● **TASK TO COMPLETE**
Whenever a line in the entries below contains the string "before", copy that line.

|---|

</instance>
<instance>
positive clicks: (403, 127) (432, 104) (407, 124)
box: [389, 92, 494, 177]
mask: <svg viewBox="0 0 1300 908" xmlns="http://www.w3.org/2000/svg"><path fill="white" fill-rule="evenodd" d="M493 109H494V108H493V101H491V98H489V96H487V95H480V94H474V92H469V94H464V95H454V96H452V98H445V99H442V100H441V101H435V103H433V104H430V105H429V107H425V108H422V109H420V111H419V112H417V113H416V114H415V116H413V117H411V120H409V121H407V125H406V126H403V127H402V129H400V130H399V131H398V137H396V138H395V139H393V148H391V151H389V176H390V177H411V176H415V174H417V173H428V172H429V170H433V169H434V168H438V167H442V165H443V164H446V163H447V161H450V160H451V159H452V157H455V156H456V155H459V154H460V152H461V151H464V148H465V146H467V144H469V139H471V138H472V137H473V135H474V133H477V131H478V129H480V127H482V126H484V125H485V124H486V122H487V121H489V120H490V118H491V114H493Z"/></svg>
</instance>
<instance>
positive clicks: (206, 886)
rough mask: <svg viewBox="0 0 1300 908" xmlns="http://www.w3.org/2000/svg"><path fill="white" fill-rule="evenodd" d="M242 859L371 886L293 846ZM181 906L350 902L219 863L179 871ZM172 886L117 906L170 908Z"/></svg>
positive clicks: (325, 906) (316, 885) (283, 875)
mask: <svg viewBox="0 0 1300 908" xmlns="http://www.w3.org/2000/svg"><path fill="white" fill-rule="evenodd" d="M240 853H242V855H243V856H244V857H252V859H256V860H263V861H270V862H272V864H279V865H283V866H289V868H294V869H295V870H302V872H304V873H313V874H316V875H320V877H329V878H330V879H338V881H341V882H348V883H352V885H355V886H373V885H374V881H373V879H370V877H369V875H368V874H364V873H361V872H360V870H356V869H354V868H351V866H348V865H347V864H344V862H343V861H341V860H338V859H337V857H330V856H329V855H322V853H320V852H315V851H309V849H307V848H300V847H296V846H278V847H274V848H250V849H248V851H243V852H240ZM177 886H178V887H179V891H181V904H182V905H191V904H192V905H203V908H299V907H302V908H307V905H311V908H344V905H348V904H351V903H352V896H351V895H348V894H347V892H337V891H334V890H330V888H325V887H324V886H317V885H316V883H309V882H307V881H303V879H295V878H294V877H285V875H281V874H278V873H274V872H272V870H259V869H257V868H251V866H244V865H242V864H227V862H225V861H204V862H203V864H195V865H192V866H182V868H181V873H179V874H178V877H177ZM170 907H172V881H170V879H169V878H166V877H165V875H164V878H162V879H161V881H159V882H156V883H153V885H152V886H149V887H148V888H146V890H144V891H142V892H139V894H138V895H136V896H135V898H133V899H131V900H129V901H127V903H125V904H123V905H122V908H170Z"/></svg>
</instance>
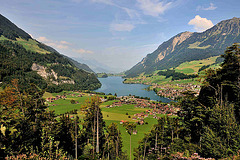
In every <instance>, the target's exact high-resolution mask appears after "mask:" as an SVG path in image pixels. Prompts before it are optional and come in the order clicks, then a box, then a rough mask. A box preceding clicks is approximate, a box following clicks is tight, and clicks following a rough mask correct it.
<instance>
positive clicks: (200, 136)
mask: <svg viewBox="0 0 240 160" xmlns="http://www.w3.org/2000/svg"><path fill="white" fill-rule="evenodd" d="M222 57H223V58H224V62H223V64H222V66H221V68H220V69H218V70H216V71H215V70H211V69H210V70H208V71H207V72H206V77H205V81H204V83H203V86H202V88H201V92H200V95H199V96H195V93H194V92H191V91H187V92H185V93H184V94H185V96H184V98H183V99H182V100H181V101H180V102H179V103H178V105H179V106H180V107H181V111H180V112H179V117H177V118H174V117H162V118H160V119H159V120H158V124H157V125H155V126H154V128H153V129H152V130H151V132H150V133H149V134H146V136H145V137H144V139H143V140H142V141H141V142H140V145H139V147H138V149H137V150H136V152H135V158H136V159H157V158H161V159H163V158H165V159H172V158H174V156H175V154H176V153H177V152H178V153H179V152H180V153H183V154H182V155H183V156H185V157H190V156H191V155H192V154H193V153H199V154H200V155H201V156H203V157H212V158H216V159H219V158H225V157H231V156H232V155H237V154H238V152H239V150H240V145H239V144H240V120H239V117H240V116H239V114H240V112H239V106H240V48H239V45H238V44H233V45H232V46H231V47H228V48H227V50H226V52H225V54H224V55H222Z"/></svg>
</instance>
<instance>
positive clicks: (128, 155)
mask: <svg viewBox="0 0 240 160" xmlns="http://www.w3.org/2000/svg"><path fill="white" fill-rule="evenodd" d="M72 93H74V92H71V91H67V92H65V91H64V92H61V93H48V92H46V93H45V94H44V98H48V97H55V96H56V95H62V94H66V95H67V98H66V99H65V100H64V99H59V100H56V101H54V102H53V103H49V104H50V105H52V104H56V106H50V107H49V110H55V113H56V114H57V115H59V114H63V113H66V112H69V111H71V110H74V109H77V110H80V109H81V107H82V105H83V104H84V103H85V102H86V100H87V99H89V98H90V96H89V95H88V94H84V96H83V97H72V96H71V95H68V94H72ZM75 94H76V95H77V94H78V93H75ZM71 99H74V100H76V101H79V104H71V102H70V101H71ZM116 101H117V100H112V101H108V102H104V103H102V104H101V106H100V108H101V110H102V114H103V119H104V121H105V122H106V126H108V125H109V124H111V123H116V124H117V125H118V128H119V130H120V131H121V134H122V140H123V151H126V153H127V155H128V156H129V149H130V142H129V138H130V137H129V134H128V133H127V132H126V130H125V128H124V127H123V125H122V124H120V121H121V120H124V121H129V122H130V123H134V122H136V120H132V117H133V116H134V114H136V113H141V112H144V111H146V110H147V109H148V108H136V107H134V106H135V105H133V104H130V105H123V106H119V107H112V108H106V107H105V106H106V105H111V104H112V103H113V102H116ZM126 113H127V115H126ZM78 116H79V117H80V119H83V117H84V115H83V114H82V113H81V112H78ZM128 116H130V117H131V118H128ZM144 121H145V122H148V124H144V125H137V127H136V129H137V132H138V133H137V134H136V135H132V151H131V153H132V159H133V158H134V157H133V153H134V148H137V147H138V145H139V141H140V140H142V138H143V137H144V134H145V133H147V132H149V131H150V130H151V128H152V127H153V125H154V124H157V120H156V119H154V118H153V117H152V116H149V117H147V118H145V119H144Z"/></svg>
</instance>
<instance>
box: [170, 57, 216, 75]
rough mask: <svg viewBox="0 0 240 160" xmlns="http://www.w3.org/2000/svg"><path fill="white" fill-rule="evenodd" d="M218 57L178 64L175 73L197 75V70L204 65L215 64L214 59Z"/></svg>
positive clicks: (175, 69) (210, 57)
mask: <svg viewBox="0 0 240 160" xmlns="http://www.w3.org/2000/svg"><path fill="white" fill-rule="evenodd" d="M218 57H219V56H215V57H210V58H207V59H203V60H197V61H190V62H185V63H182V64H180V65H179V66H178V67H177V68H175V71H176V72H181V73H185V74H197V72H198V70H199V69H200V68H201V67H202V66H204V65H211V64H213V63H215V61H216V59H217V58H218Z"/></svg>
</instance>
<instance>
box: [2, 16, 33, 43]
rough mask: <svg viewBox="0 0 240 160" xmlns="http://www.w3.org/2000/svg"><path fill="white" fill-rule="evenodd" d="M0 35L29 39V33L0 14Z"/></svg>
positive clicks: (6, 37)
mask: <svg viewBox="0 0 240 160" xmlns="http://www.w3.org/2000/svg"><path fill="white" fill-rule="evenodd" d="M1 35H3V36H4V37H6V38H9V39H12V40H16V38H20V37H21V38H23V39H26V40H28V39H31V36H30V35H29V34H27V33H26V32H25V31H23V30H22V29H20V28H18V27H17V26H16V25H15V24H13V23H12V22H11V21H9V20H8V19H7V18H6V17H4V16H3V15H1V14H0V36H1Z"/></svg>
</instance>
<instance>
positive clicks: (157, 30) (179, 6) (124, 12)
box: [0, 0, 240, 72]
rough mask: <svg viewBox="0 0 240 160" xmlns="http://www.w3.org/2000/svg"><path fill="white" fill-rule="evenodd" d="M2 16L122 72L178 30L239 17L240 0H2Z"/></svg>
mask: <svg viewBox="0 0 240 160" xmlns="http://www.w3.org/2000/svg"><path fill="white" fill-rule="evenodd" d="M0 4H1V5H0V14H2V15H3V16H5V17H7V18H8V19H9V20H11V21H12V22H13V23H14V24H16V25H17V26H18V27H20V28H22V29H23V30H24V31H26V32H27V33H29V34H30V35H31V36H32V37H33V38H34V39H37V40H38V41H40V42H43V43H45V44H47V45H49V46H51V47H53V48H55V49H56V50H57V51H59V52H60V53H61V54H64V55H67V56H69V57H72V58H77V59H82V60H92V61H94V62H97V63H101V64H104V65H105V66H109V67H111V68H114V69H115V71H116V72H120V71H125V70H128V69H130V68H131V67H132V66H134V65H135V64H137V63H138V62H140V61H141V60H142V59H143V58H144V57H145V56H146V55H147V54H149V53H152V52H153V51H154V50H155V49H157V47H158V46H159V45H160V44H161V43H163V42H164V41H167V40H168V39H170V38H171V37H173V36H175V35H176V34H178V33H181V32H185V31H190V32H203V31H205V30H207V29H209V28H211V27H212V26H213V25H215V24H217V23H219V22H220V21H222V20H226V19H231V18H233V17H238V18H239V17H240V10H239V6H240V0H0Z"/></svg>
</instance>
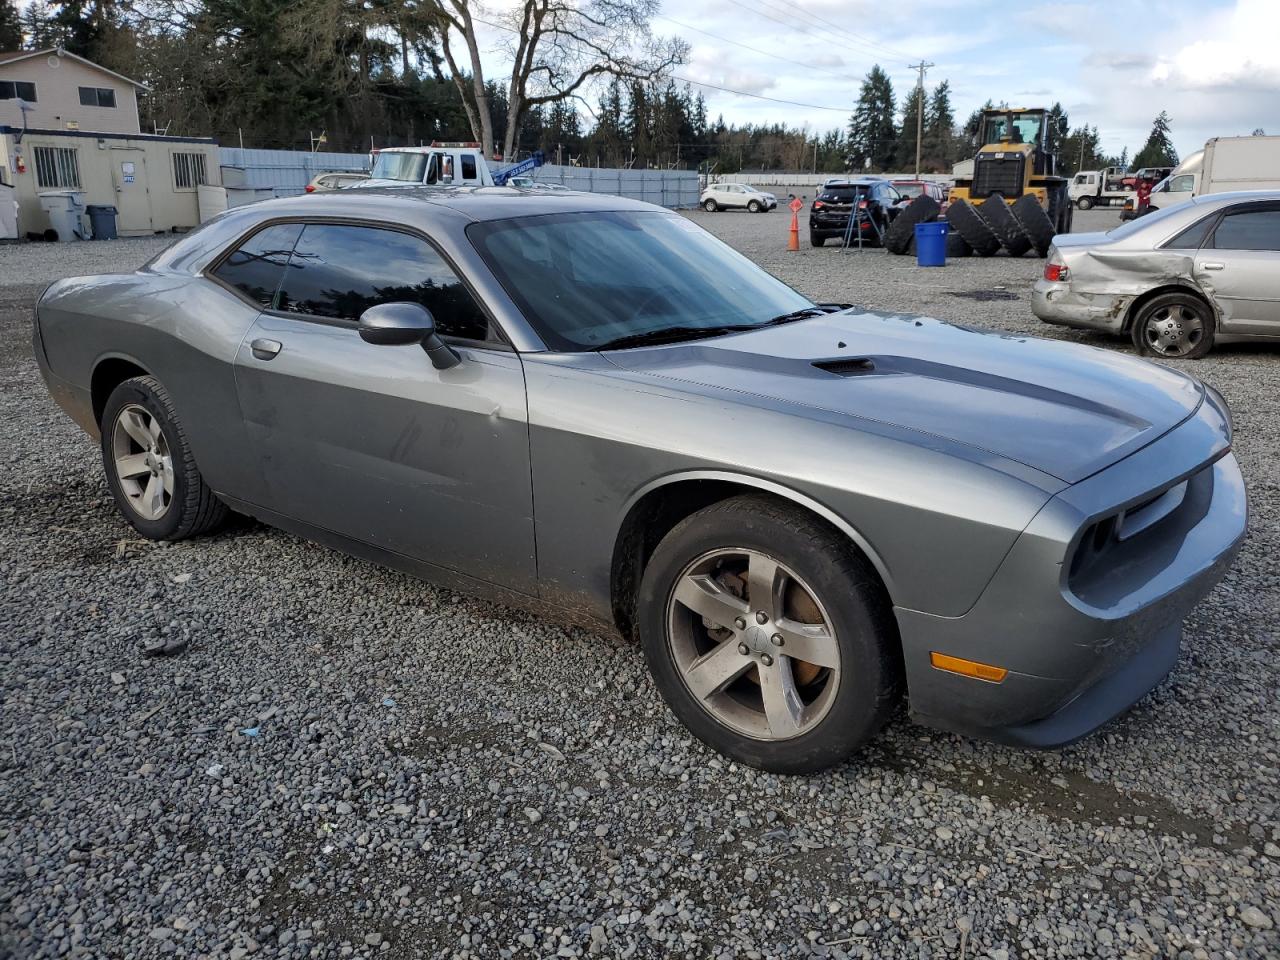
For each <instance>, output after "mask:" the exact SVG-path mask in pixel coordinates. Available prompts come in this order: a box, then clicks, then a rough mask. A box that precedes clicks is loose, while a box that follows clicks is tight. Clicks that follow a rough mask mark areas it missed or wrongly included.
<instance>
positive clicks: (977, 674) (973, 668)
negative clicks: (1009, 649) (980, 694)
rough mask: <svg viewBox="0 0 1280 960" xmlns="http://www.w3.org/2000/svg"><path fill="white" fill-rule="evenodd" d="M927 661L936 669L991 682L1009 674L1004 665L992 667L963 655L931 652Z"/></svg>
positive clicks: (1004, 676)
mask: <svg viewBox="0 0 1280 960" xmlns="http://www.w3.org/2000/svg"><path fill="white" fill-rule="evenodd" d="M929 663H932V664H933V666H934V667H937V668H938V669H945V671H947V672H948V673H959V675H960V676H961V677H974V678H975V680H986V681H988V682H991V684H998V682H1001V681H1002V680H1004V678H1005V677H1007V676H1009V671H1007V669H1005V668H1004V667H992V666H991V664H989V663H978V660H966V659H964V658H963V657H947V655H946V654H945V653H936V652H934V653H931V654H929Z"/></svg>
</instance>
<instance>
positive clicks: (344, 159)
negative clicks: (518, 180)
mask: <svg viewBox="0 0 1280 960" xmlns="http://www.w3.org/2000/svg"><path fill="white" fill-rule="evenodd" d="M220 155H221V156H220V163H221V166H223V183H224V184H225V186H228V187H247V188H253V189H270V191H273V193H274V195H275V196H278V197H291V196H296V195H298V193H302V192H303V189H305V188H306V186H307V183H310V182H311V178H312V177H315V175H316V174H317V173H326V172H329V170H366V172H367V170H369V155H367V154H321V152H316V154H308V152H306V151H301V150H241V148H239V147H221V148H220ZM530 175H531V177H532V178H534V179H536V180H543V182H544V183H562V184H564V186H566V187H568V188H570V189H581V191H588V192H589V193H609V195H613V196H618V197H631V198H632V200H644V201H648V202H650V204H658V205H659V206H666V207H673V209H680V207H695V206H698V196H699V192H700V191H699V184H698V173H696V172H694V170H618V169H613V168H599V166H557V165H554V164H548V165H545V166H541V168H539V169H536V170H534V172H532V173H531V174H530ZM233 180H238V182H233Z"/></svg>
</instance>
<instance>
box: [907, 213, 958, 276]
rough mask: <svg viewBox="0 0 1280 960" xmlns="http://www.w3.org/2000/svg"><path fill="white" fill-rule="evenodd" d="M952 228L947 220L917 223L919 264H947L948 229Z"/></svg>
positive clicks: (915, 244) (915, 245) (921, 265)
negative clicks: (947, 231)
mask: <svg viewBox="0 0 1280 960" xmlns="http://www.w3.org/2000/svg"><path fill="white" fill-rule="evenodd" d="M950 228H951V224H948V223H947V221H946V220H934V221H933V223H918V224H915V262H916V265H918V266H946V265H947V230H948V229H950Z"/></svg>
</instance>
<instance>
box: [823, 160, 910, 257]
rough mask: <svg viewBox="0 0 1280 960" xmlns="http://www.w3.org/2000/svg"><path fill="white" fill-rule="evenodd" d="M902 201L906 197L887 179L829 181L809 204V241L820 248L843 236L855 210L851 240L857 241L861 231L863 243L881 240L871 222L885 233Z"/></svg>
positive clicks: (832, 180) (901, 208) (880, 230)
mask: <svg viewBox="0 0 1280 960" xmlns="http://www.w3.org/2000/svg"><path fill="white" fill-rule="evenodd" d="M902 200H905V197H902V195H901V193H899V192H897V189H896V188H895V187H893V184H892V183H890V182H888V180H881V179H876V178H873V177H860V178H858V179H849V180H835V182H833V180H827V183H826V184H823V187H822V189H820V191H818V196H817V197H814V201H813V204H812V205H810V206H809V242H810V243H813V246H815V247H820V246H822V244H823V243H826V242H827V241H828V239H832V238H835V239H844V237H845V230H846V229H847V227H849V215H850V214H851V212H856V219H855V220H854V230H855V232H854V233H851V234H850V238H849V242H850V243H858V234H859V233H861V237H863V243H872V244H874V243H878V242H879V238H878V237H877V233H876V229H874V228H873V227H872V223H874V224H876V225H878V227H879V233H881V234H883V233H884V230H887V229H888V225H890V224H891V223H893V218H895V216H897V215H899V212H901V210H902Z"/></svg>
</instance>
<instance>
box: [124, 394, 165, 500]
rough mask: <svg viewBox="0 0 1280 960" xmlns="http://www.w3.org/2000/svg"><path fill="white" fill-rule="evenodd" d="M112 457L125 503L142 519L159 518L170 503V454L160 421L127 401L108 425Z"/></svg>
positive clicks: (143, 407)
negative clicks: (113, 423) (139, 516)
mask: <svg viewBox="0 0 1280 960" xmlns="http://www.w3.org/2000/svg"><path fill="white" fill-rule="evenodd" d="M111 460H113V463H114V466H115V477H116V480H118V481H119V484H120V489H122V490H123V492H124V498H125V502H127V503H128V504H129V507H131V508H132V509H133V511H134V512H136V513H137V515H138V516H140V517H142V518H143V520H160V517H163V516H164V515H165V513H166V512H168V511H169V506H170V504H172V503H173V454H172V453H170V452H169V442H168V439H166V438H165V435H164V430H163V429H161V426H160V420H159V419H157V417H156V416H154V415H152V413H151V411H148V410H147V408H146V407H143V406H141V404H137V403H129V404H127V406H124V407H122V408H120V412H119V413H116V416H115V422H114V424H113V426H111Z"/></svg>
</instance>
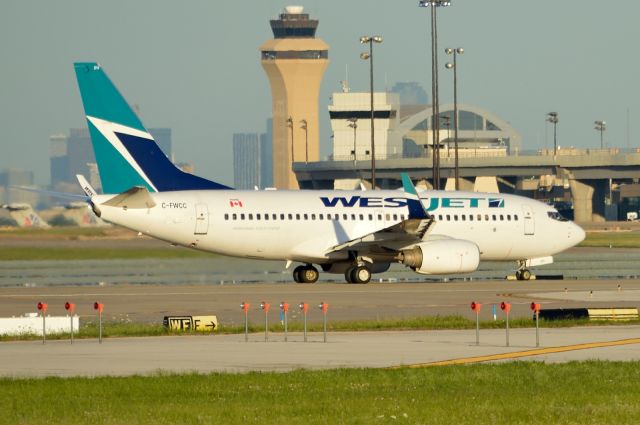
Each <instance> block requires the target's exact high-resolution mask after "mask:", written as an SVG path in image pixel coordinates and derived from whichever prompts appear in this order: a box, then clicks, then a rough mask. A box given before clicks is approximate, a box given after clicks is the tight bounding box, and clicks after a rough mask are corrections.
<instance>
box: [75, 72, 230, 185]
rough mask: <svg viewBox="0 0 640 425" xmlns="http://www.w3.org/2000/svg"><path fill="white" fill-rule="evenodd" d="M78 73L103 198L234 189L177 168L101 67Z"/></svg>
mask: <svg viewBox="0 0 640 425" xmlns="http://www.w3.org/2000/svg"><path fill="white" fill-rule="evenodd" d="M74 67H75V71H76V78H77V79H78V86H79V87H80V94H81V96H82V103H83V105H84V110H85V114H86V117H87V125H88V126H89V134H90V135H91V143H92V144H93V151H94V153H95V156H96V162H97V163H98V170H99V172H100V180H101V181H102V190H103V192H105V193H122V192H124V191H126V190H129V189H131V188H132V187H134V186H142V187H145V188H147V190H149V191H150V192H164V191H174V190H203V189H230V188H229V187H227V186H224V185H221V184H219V183H216V182H212V181H210V180H206V179H203V178H201V177H197V176H194V175H191V174H188V173H185V172H183V171H182V170H180V169H178V168H177V167H176V166H174V165H173V164H172V163H171V161H170V160H169V158H167V156H166V155H165V154H164V153H163V152H162V150H161V149H160V147H159V146H158V145H157V144H156V142H155V141H154V139H153V136H151V134H149V132H148V131H147V130H146V129H145V128H144V126H143V125H142V122H141V121H140V119H139V118H138V116H137V115H136V114H135V113H134V112H133V110H132V109H131V107H130V106H129V104H128V103H127V101H126V100H125V99H124V97H123V96H122V95H121V94H120V92H119V91H118V89H117V88H116V86H115V85H114V84H113V83H112V82H111V80H110V79H109V77H108V76H107V74H106V73H105V72H104V71H103V70H102V67H101V66H100V65H99V64H97V63H95V62H81V63H75V64H74Z"/></svg>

|---|

● **ANSWER SECTION**
In every <instance>, the target's exact high-resolution mask appears after "mask:" as an SVG path in image pixels. Prompts before it are optional and come in the order clicks, then a box, then a rough mask. A box preceding clicks is approximate, a box following clicks is tight, and clicks following a rough mask correct it.
Each <instance> block requires the target's exact high-resolution mask after "mask:", written as an SVG path in image pixel coordinates and derived from whichever prompts appear in this order: a box, then clicks, then a rough mask. A box given before clicks is approximate, a box given after clicks is the tight bounding box, and clicks after a rough mask are corrections.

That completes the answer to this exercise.